# [What you have to do]
How many lines of the material below contain the string "Target"? Case counts, and the reply should be the number alone.

# [Raw data]
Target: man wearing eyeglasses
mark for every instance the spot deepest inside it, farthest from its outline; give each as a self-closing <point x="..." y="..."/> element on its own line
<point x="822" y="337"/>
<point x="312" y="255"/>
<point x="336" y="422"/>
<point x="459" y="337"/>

* * *

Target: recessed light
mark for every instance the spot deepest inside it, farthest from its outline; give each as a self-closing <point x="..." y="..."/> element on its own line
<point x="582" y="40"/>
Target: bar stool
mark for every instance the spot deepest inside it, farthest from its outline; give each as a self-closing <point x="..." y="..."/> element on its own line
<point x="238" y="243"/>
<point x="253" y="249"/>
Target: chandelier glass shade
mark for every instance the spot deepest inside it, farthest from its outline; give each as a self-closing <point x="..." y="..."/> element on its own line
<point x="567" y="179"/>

* * *

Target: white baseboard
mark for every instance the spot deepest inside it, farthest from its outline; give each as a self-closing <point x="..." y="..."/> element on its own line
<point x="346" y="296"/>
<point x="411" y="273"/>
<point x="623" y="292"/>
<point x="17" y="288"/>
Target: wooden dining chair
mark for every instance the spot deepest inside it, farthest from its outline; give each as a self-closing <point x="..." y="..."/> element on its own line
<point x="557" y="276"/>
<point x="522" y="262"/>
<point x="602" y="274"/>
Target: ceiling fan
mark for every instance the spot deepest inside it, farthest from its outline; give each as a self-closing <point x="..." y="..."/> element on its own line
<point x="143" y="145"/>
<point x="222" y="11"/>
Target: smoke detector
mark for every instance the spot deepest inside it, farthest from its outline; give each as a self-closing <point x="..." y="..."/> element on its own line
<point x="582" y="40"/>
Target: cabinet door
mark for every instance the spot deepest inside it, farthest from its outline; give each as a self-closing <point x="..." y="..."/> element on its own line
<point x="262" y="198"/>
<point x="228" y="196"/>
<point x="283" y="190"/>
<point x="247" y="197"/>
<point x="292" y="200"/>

# [Response to this task]
9